• **Page excerpt**

#####

LSTM NN produces "shifted" forecast (low quality result)

Question

I am trying to see the power of recurrent neural calculations.

I give the NN just one feature, a timeseries datum one step in the past, and predict a current datum.

The timeseries is however double-seasonal with considerably long ACF structure (about 64) with additive shorter seasonality for lag 6.

Input timeseries:

Validation result:

You could note it is shifted. I checked my vectors, and they seem OK.

MSE residuals are also quite bad (I expect 0.01 on both train validation thanks to Gaussian noise added with sigma = 0.1):

> head(x_train)
[1]  0.9172955  0.9285578  0.4046166 -0.4144658 -0.3121450  0.3958689
> head(y_train)
           [,1]
[1,]  0.9285578
[2,]  0.4046166
[3,] -0.4144658
[4,] -0.3121450
[5,]  0.3958689
[6,]  1.5823631

Q: am I doing something wrong in terms of LSTM acrchitecture, is my code erroneous in how I sampled my data?

Code below assumes you have installed all the libraries listed.

library(keras)
library(data.table)
library(ggplot2)

# ggplot common theme -------------------------------------------------------------

ggplot_theme <- theme(
     text = element_text(size = 16) # general text size
     , axis.text = element_text(size = 16) # changes axis labels
     , axis.title = element_text(size = 18) # change axis titles
     , plot.title = element_text(size = 20) # change title size
     , axis.text.x = element_text(angle = 90, hjust = 1)
     , legend.text = element_text(size = 16)
     , strip.text = element_text(face = "bold", size = 14, color = "grey17")
     , panel.background = element_blank() # remove background of chart
     , panel.grid.minor = element_blank() # remove minor grid marks
)

# constants

features <- 1
timesteps <- 1

x_diff <- sin(seq(0.1, 100, 0.1)) + sin(seq(1, 1000, 1)) + rnorm(1000, 0, 0.1)

#x_diff <- ((x_diff - min(x_diff)) / (max(x_diff) - min(x_diff)) - 0.5) * 2


# generate  training data

train_list <- list()
train_y_list <- list()

for(
     i in 1:(length(x_diff) / 2 - timesteps)
    )
{
     train_list[[i]] <- x_diff[i:(timesteps + i - 1)]
     train_y_list[[i]] <- x_diff[timesteps + i]
}

x_train <- unlist(train_list)
y_train <- unlist(train_y_list)

x_train <- array(x_train, dim = c(length(train_list), timesteps, features))
y_train <- matrix(y_train, ncol = 1)


# generate  validation data

val_list <- list()
val_y_list <- list()

for(
     i in (length(x_diff) / 2):(length(x_diff) - timesteps)
)
{
     val_list[[i - length(x_diff) / 2 + 1]] <- x_diff[i:(timesteps + i - 1)]
     val_y_list[[i - length(x_diff) / 2 + 1]] <- x_diff[timesteps + i]
}

x_val <- unlist(val_list)
y_val <- unlist(val_y_list)

x_val <- array(x_val, dim = c(length(val_list), timesteps, features))
y_val <- matrix(y_val, ncol = 1)


## lstm (stacked) ----------------------------------------------------------

# define and compile model
# expected input data shape: (batch_size, timesteps, features)


fx_model <- 
     keras_model_sequential() %>% 
     layer_lstm(
          units = 32
          #, return_sequences = TRUE
          , input_shape = c(timesteps, features)

#####

• **Goal A**
In the records, from the line with "Dataset curation step: the target class is pilot in" to the line with "[1155,253,1221,442]", write out every line again, requests included, and multiply each bounding box coordinate by 0.4, rounding to whole numbers with halves rounded up.
The forum thread on LSTM forecasting has no connection to the records.

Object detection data
#####

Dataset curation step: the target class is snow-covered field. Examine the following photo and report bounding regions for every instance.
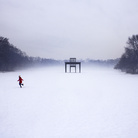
[0,67,138,138]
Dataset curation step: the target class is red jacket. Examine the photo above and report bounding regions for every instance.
[18,77,23,83]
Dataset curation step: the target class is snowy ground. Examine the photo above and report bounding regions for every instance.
[0,67,138,138]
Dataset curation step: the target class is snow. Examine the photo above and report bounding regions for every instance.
[0,66,138,138]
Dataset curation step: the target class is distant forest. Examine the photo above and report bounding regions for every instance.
[0,37,58,71]
[0,37,119,71]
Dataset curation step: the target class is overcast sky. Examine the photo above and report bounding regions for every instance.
[0,0,138,59]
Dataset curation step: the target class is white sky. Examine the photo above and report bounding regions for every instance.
[0,0,138,59]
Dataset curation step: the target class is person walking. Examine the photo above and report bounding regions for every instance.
[18,76,23,88]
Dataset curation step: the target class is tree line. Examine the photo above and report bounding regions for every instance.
[0,37,58,71]
[115,35,138,74]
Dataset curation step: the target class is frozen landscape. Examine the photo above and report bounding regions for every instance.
[0,66,138,138]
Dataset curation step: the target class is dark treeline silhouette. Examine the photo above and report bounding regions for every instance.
[115,35,138,74]
[0,37,118,71]
[0,37,58,71]
[84,58,119,67]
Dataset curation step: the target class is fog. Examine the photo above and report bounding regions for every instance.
[0,66,138,138]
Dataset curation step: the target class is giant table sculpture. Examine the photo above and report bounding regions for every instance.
[65,58,81,73]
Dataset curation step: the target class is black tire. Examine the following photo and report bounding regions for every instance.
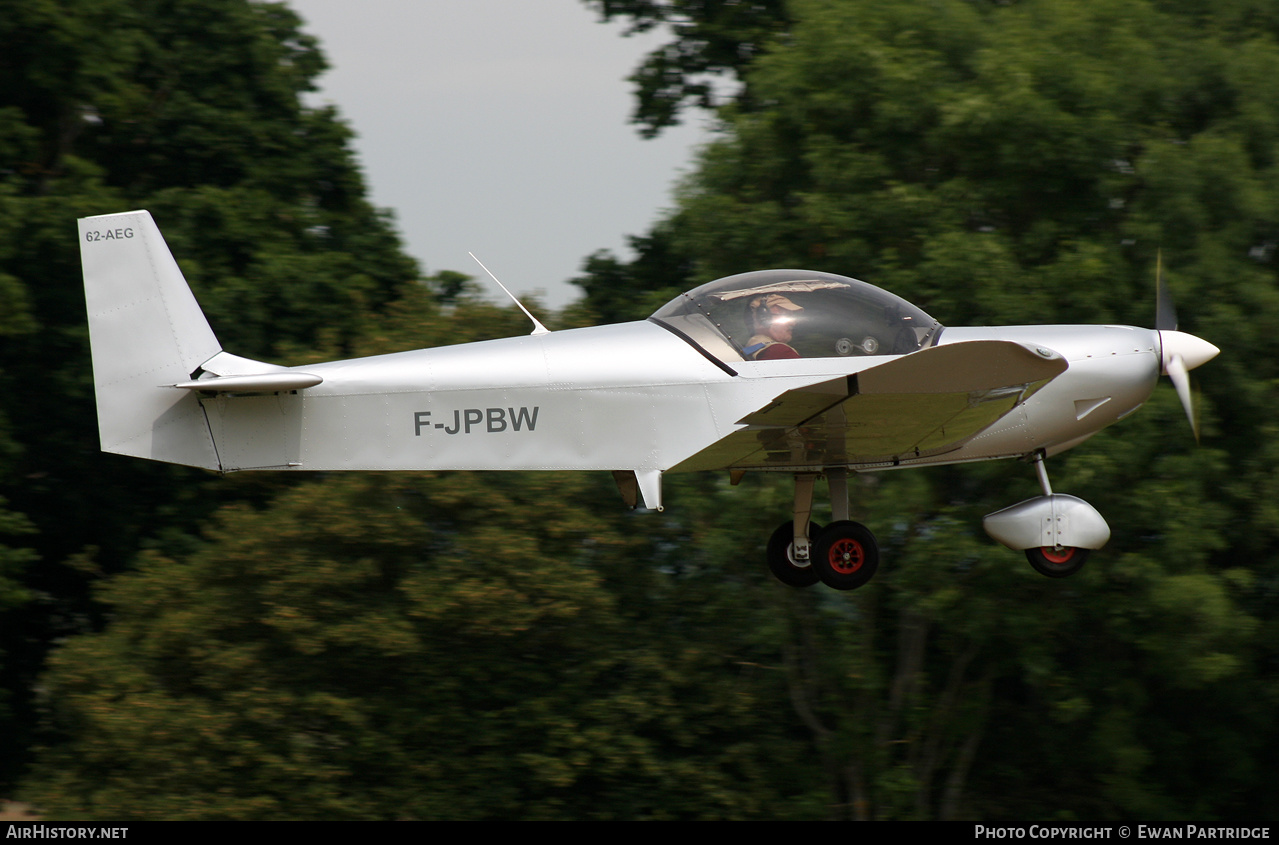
[1026,546,1091,578]
[769,520,821,587]
[812,520,879,589]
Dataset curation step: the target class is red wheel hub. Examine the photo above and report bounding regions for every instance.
[1040,546,1078,564]
[829,539,866,575]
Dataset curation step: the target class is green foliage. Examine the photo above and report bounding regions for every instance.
[29,474,796,819]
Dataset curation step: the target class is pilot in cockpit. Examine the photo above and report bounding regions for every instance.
[742,294,803,360]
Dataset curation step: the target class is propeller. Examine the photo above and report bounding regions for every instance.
[1155,253,1221,442]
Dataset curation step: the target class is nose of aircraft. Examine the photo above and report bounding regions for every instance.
[1159,329,1221,441]
[1159,330,1221,376]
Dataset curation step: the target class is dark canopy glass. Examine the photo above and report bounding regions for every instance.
[650,270,941,362]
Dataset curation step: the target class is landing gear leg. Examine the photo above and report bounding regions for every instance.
[769,473,821,587]
[769,467,879,589]
[1026,453,1091,578]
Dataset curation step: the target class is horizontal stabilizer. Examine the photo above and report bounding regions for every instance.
[171,372,324,394]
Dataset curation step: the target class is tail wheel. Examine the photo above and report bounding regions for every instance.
[812,522,879,589]
[769,520,821,587]
[1026,546,1090,578]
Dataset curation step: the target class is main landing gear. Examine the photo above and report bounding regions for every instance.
[981,453,1110,578]
[769,469,879,589]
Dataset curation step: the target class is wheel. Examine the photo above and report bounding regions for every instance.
[769,520,821,587]
[1026,546,1090,578]
[812,520,879,589]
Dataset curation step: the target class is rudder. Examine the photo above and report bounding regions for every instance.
[79,211,221,469]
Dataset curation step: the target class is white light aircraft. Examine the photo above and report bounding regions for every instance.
[79,211,1218,589]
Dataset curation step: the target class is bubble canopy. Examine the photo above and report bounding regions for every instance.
[650,270,941,363]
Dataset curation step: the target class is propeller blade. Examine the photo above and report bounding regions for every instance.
[1155,251,1177,331]
[1164,355,1198,442]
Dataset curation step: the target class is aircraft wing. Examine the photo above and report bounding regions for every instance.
[671,340,1067,472]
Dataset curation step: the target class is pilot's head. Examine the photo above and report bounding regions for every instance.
[749,294,803,343]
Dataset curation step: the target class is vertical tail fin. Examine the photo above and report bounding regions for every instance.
[79,211,221,469]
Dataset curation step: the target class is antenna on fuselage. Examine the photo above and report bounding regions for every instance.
[467,252,551,335]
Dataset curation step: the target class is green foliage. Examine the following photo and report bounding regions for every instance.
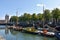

#####

• **Goal B**
Continue the forum thread on LSTM forecasting, picking up right after its last line.

• **Written response A**
Dataset curation step: the target class is pilot in cockpit. Examine the photo above and report bounding regions for every instance.
[297,118,321,144]
Dataset curation step: the target class is propeller. Examine the photo above and report bounding regions for every instance.
[462,101,488,177]

• **Written response B**
          ) %>% 
     #layer_lstm(units = 16, return_sequences = TRUE) %>% 
     #layer_lstm(units = 16) %>% # return a single vector dimension 16
     #layer_dropout(rate = 0.5) %>% 
     layer_dense(units = 4, activation = 'tanh') %>% 
     layer_dense(units = 1, activation = 'linear') %>% 
     compile(
          loss = 'mse',
          optimizer = 'RMSprop',
          metrics = c('mse')
     )


# train

# early_stopping <-
#      callback_early_stopping(
#           monitor = 'val_loss'
#           , patience = 10
#           )

history <- 
     fx_model %>% 
     fit( 
     x_train, y_train, batch_size = 50, epochs = 100, validation_data = list(x_val, y_val)
)

plot(history)

## plot predict

fx_predict <- data.table(
     forecast = as.numeric(predict(
          fx_model
          , x_val
     ))
     , fact = as.numeric(y_val[, 1])
     , timestep = 1:length(x_diff[(length(x_diff) / 2):(length(x_diff) - timesteps)])
)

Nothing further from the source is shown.